**Stated goal:**
Print everything in the post on integrals of powers of an unbounded function from "My initial thought" down to "growth of $g(p)=\int_0^1\log(-\log(x/e))^p\,dx$?", word for word.

**Passage provided:**
▶
Suppose $\Phi:\mathbb R\to\mathbb R$ is a positive function such that $\lim_{p\to\infty}\Phi(p)=\infty$. I want to construct a not essentially bounded function $f:(0,1)\to\mathbb R$ such that if $$g(p)=\int_0^1 |f(x)|^p\,dx,$$ then $g(p)\to\infty$ as $p\to\infty$, but slower than $\Phi$.
My initial thought was to consider known functions which have finite integral on $(0,1)$, like $x^{\alpha}$ for $0<\alpha<1$. The problem here is that $p$ will always get large enough to make $g(p)$ infinite. My next thought was $f(x)=-\log(x)$, since this approaches $\infty$ as $x\to 0$ slower than $x^{1/n}$ for all $n\in\mathbb N$. This leads to $g(p)=\Gamma(p+1)$. This is very fast growing in $p$, but at least it is always finite. So now I am thinking about $f(x)=\log(-\log(x/e))$. This function will approach $\infty$ as $x\to 0$ even slower than $\log(x)$. Unfortunately, I cannot find a general form for the integral $$g(p)=\int_0^1\log(-\log(x/e))^p\,dx,$$ so I do not know how fast it grows. Though a numerical integrator seems to suggest it grows like $(p/e)^p$, still very fast. My questions are these:
- How can I characterize the growth of $g(p)=\int_0^1\log(-\log(x/e))^p\,dx$?
◀
**Recorded information:**
▶
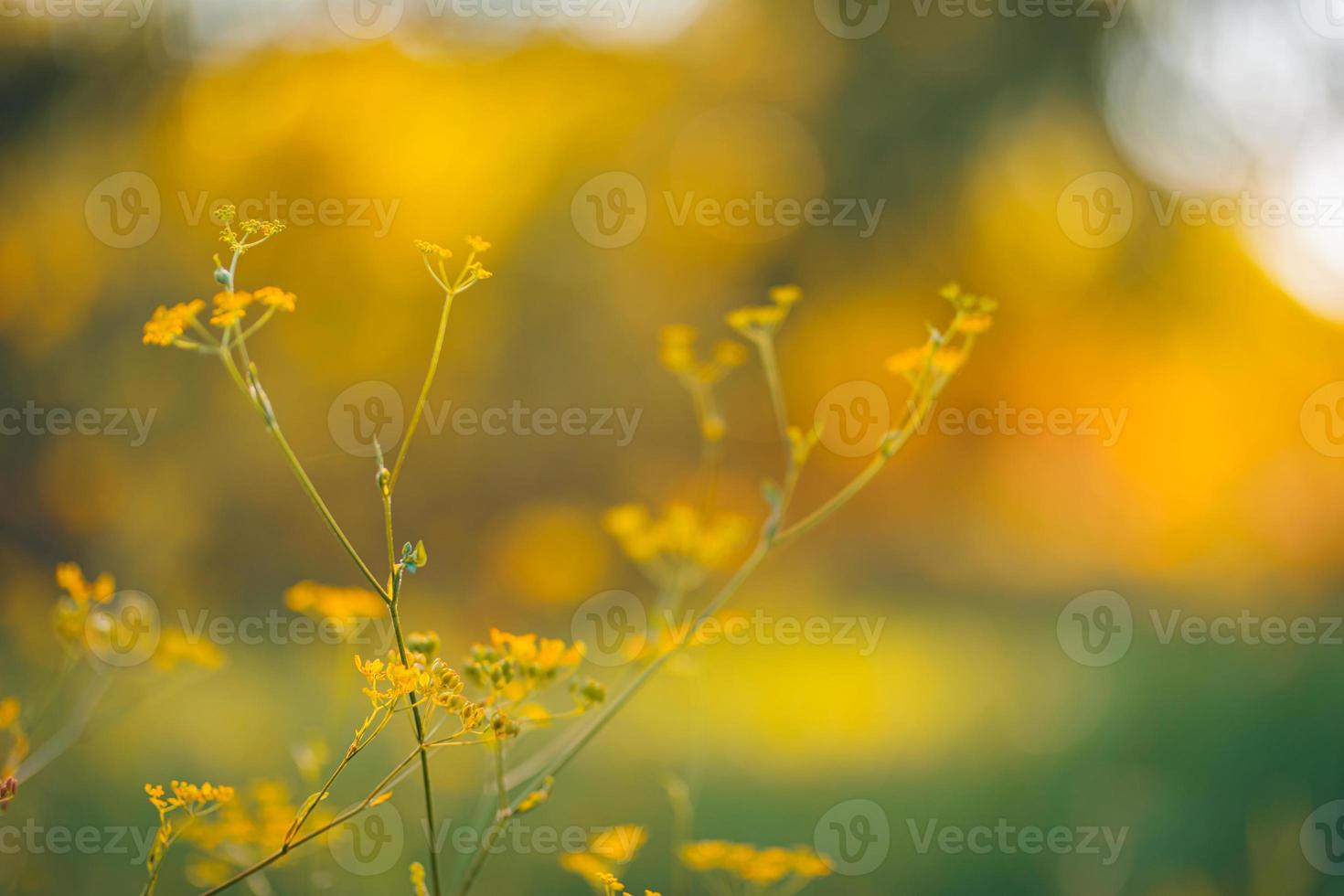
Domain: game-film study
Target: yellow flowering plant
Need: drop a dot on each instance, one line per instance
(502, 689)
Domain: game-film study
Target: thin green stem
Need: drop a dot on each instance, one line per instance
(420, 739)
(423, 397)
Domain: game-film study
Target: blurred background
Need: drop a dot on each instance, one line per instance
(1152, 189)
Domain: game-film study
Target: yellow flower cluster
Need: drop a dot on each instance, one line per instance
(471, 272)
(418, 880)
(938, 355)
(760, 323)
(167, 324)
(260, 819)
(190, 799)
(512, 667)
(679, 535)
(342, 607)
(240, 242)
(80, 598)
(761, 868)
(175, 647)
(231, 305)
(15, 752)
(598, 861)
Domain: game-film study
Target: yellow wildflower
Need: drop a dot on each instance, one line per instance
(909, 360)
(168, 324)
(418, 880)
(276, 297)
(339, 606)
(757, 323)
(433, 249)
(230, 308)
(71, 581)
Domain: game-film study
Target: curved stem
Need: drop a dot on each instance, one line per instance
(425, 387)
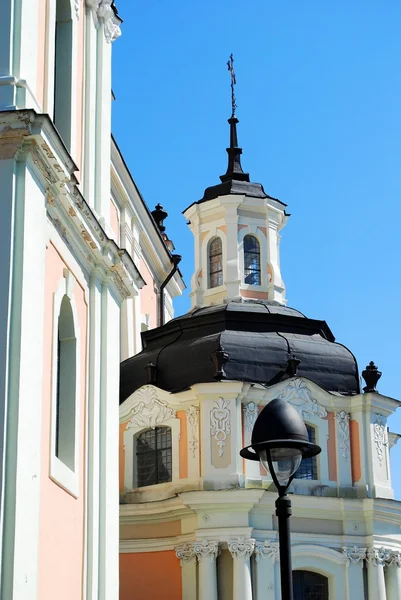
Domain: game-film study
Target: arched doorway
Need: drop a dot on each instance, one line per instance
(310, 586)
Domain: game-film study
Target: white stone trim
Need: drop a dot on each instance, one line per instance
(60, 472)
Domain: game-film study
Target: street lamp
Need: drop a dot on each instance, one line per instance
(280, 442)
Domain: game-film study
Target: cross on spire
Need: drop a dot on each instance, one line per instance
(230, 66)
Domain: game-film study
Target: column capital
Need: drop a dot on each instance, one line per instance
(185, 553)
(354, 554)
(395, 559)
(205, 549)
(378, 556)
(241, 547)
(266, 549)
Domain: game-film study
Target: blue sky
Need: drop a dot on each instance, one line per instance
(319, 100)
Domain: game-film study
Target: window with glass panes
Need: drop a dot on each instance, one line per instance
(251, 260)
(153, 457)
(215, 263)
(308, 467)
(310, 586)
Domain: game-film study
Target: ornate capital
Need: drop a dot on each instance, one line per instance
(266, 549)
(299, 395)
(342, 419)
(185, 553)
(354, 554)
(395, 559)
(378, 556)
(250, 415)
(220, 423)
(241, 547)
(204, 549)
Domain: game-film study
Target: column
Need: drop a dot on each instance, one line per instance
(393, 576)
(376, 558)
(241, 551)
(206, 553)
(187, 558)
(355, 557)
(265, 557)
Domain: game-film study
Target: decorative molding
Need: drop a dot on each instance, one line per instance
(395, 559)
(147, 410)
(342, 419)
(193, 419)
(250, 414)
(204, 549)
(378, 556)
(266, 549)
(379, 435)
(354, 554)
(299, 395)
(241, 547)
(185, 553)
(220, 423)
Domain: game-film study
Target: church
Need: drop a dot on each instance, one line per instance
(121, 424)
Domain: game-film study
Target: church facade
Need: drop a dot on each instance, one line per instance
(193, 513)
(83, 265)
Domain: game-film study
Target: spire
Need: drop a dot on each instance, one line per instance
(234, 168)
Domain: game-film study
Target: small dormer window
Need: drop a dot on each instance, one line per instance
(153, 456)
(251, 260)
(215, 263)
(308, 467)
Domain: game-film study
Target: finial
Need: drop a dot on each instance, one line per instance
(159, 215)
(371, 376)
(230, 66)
◀
**Exercise solution:**
My initial thought was to consider known functions which have finite integral on $(0,1)$, like $x^{\alpha}$ for $0<\alpha<1$. The problem here is that $p$ will always get large enough to make $g(p)$ infinite. My next thought was $f(x)=-\log(x)$, since this approaches $\infty$ as $x\to 0$ slower than $x^{1/n}$ for all $n\in\mathbb N$. This leads to $g(p)=\Gamma(p+1)$. This is very fast growing in $p$, but at least it is always finite. So now I am thinking about $f(x)=\log(-\log(x/e))$. This function will approach $\infty$ as $x\to 0$ even slower than $\log(x)$. Unfortunately, I cannot find a general form for the integral $$g(p)=\int_0^1\log(-\log(x/e))^p\,dx,$$ so I do not know how fast it grows. Though a numerical integrator seems to suggest it grows like $(p/e)^p$, still very fast. My questions are these:
- How can I characterize the growth of $g(p)=\int_0^1\log(-\log(x/e))^p\,dx$?